▶ _OBJECTIVE_:
Copy out the records below word for word, from the line containing "task: outline the wall switch plate" through the end of the records, and leave out the pictures.

★ ★ ★ ★ ★

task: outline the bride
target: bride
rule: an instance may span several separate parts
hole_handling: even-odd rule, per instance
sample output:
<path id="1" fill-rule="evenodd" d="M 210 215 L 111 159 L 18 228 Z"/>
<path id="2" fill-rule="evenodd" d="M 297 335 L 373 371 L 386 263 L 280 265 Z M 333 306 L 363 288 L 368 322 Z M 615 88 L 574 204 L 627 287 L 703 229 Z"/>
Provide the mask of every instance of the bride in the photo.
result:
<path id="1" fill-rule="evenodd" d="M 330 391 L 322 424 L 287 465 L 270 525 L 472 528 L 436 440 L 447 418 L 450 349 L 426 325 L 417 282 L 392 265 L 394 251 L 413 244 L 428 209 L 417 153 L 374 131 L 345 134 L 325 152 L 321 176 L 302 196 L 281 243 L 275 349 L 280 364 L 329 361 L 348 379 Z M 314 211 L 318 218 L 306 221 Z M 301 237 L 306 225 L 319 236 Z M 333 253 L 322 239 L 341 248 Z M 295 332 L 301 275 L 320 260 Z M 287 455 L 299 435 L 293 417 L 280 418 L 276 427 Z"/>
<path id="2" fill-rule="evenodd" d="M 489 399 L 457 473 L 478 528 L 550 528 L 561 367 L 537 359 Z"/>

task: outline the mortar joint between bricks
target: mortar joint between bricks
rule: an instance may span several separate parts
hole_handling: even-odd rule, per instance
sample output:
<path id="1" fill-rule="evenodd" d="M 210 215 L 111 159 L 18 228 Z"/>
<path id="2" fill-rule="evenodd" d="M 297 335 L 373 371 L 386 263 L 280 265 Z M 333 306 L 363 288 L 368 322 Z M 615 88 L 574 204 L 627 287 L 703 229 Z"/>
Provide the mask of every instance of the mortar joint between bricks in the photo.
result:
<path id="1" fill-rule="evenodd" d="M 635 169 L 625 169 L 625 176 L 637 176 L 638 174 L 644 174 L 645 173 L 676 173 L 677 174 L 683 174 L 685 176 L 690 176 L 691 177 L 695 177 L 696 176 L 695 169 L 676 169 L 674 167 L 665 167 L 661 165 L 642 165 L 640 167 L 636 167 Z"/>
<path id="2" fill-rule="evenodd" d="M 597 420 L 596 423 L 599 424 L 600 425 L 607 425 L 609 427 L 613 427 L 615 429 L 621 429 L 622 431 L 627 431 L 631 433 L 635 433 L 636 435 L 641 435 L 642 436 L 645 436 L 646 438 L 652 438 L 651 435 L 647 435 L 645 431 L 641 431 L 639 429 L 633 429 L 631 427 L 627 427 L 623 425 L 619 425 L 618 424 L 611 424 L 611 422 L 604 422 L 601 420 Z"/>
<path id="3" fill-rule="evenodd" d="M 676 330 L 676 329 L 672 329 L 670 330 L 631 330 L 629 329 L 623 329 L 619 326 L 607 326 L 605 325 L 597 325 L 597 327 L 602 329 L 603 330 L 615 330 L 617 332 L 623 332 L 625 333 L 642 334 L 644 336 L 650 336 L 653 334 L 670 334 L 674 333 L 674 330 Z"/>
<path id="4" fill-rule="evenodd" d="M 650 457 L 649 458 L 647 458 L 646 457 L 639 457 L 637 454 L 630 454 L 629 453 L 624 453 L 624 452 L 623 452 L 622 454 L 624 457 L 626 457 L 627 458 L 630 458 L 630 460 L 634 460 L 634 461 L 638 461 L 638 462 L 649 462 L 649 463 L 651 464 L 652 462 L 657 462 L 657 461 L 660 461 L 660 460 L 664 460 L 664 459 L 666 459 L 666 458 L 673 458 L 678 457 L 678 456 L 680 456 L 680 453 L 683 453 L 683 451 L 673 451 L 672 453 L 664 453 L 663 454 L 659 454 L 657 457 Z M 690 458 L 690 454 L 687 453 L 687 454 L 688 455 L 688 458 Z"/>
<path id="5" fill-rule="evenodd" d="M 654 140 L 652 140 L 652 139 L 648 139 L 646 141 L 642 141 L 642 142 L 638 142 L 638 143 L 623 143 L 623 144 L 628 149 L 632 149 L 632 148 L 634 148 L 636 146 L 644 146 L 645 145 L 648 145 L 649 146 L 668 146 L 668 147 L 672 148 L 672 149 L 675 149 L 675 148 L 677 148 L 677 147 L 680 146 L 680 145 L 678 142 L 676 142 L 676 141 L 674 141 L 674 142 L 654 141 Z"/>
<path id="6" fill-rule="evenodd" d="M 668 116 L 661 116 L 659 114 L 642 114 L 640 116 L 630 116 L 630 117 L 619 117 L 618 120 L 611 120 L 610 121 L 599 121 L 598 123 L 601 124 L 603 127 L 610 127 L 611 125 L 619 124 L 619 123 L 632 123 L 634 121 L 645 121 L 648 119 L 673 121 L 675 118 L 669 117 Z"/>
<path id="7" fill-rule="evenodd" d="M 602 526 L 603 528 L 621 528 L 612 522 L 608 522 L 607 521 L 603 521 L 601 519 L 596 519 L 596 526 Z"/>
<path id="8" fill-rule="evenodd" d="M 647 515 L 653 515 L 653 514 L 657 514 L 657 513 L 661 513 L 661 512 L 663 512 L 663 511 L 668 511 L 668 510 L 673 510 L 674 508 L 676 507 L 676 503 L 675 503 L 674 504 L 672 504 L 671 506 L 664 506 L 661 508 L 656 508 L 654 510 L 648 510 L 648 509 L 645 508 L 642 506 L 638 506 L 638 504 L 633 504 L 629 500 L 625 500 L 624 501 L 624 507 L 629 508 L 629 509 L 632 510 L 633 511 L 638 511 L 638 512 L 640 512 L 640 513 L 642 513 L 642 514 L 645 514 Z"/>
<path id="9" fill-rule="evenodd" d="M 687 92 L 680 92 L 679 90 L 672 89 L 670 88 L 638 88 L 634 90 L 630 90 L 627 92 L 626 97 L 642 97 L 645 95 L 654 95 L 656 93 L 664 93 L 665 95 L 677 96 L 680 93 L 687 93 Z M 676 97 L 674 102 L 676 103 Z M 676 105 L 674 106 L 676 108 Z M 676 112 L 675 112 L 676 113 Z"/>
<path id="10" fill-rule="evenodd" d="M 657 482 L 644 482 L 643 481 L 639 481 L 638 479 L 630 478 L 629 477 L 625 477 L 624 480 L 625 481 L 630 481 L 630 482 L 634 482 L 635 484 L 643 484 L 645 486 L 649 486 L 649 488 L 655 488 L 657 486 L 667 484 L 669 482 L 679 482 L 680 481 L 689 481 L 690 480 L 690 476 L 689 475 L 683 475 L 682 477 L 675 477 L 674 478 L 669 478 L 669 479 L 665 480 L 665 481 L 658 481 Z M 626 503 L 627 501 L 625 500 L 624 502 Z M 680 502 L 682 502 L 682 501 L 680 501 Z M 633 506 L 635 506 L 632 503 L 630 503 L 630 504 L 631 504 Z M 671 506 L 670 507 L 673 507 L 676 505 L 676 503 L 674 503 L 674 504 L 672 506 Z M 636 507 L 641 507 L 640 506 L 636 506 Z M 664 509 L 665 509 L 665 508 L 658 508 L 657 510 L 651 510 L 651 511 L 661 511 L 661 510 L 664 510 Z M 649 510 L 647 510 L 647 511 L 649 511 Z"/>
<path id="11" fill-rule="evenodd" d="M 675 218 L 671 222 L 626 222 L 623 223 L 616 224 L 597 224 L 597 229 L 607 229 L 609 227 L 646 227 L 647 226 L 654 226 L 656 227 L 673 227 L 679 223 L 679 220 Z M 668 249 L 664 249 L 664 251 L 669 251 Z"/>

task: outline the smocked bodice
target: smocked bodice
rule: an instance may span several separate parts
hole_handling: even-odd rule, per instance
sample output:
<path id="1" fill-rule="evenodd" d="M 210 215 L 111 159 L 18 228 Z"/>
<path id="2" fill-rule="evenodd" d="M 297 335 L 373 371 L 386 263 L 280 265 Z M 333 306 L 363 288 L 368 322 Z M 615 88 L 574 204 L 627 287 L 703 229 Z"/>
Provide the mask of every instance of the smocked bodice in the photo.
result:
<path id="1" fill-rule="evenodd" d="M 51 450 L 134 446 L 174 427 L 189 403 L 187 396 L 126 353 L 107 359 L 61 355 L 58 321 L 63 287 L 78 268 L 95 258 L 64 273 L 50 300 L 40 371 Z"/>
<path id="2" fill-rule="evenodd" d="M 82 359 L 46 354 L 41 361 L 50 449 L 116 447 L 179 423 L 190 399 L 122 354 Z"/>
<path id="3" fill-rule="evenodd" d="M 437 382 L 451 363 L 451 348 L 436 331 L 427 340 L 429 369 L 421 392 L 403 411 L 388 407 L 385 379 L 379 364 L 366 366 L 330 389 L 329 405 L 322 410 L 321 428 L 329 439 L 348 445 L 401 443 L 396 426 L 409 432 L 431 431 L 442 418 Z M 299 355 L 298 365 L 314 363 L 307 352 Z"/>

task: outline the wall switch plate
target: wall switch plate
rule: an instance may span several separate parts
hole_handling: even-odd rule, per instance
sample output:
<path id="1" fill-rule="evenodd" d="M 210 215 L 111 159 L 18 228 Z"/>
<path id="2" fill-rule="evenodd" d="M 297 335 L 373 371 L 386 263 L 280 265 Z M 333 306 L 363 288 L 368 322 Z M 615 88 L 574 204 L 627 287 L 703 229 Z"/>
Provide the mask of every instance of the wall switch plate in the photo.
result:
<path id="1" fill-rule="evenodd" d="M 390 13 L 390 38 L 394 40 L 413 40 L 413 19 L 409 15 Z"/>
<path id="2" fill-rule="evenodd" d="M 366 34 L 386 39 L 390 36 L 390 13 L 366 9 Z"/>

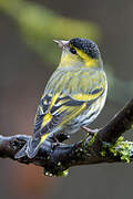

★ ★ ★ ★ ★

▶ _WORKED ANSWER_:
task: outline the wall switch plate
target: wall switch plate
rule: an instance may span several separate parts
hole_handling: even-odd rule, per instance
sample output:
<path id="1" fill-rule="evenodd" d="M 210 215 L 111 159 L 18 228 Z"/>
<path id="2" fill-rule="evenodd" d="M 297 335 L 373 371 L 386 263 L 280 265 Z M 333 306 L 363 288 L 368 322 Z M 615 88 L 574 204 L 627 287 L 703 229 Z"/>
Provide the mask of every instance of the wall switch plate in the photo.
result:
<path id="1" fill-rule="evenodd" d="M 390 13 L 390 38 L 394 40 L 413 40 L 413 19 L 409 15 Z"/>
<path id="2" fill-rule="evenodd" d="M 366 34 L 386 39 L 390 36 L 390 13 L 366 9 Z"/>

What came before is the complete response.